#### DATA ROWS ####
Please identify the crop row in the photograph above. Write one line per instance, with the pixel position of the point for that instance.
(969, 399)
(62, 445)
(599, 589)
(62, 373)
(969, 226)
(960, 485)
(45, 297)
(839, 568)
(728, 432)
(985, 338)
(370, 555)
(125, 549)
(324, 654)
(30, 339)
####
Reproduce every line of the data above, including the request, and scale each pixel coordinate in the answer points by 1.25. Round each result to the nearest whole number, with halves rounded up.

* FULL SOLUTION *
Please identify the crop row in the photograph above. Write one line per instance, with the pixel position of the point for that instance.
(1211, 499)
(78, 556)
(749, 736)
(78, 466)
(1211, 283)
(1200, 606)
(56, 371)
(1049, 710)
(910, 540)
(1231, 423)
(463, 694)
(156, 686)
(405, 818)
(38, 424)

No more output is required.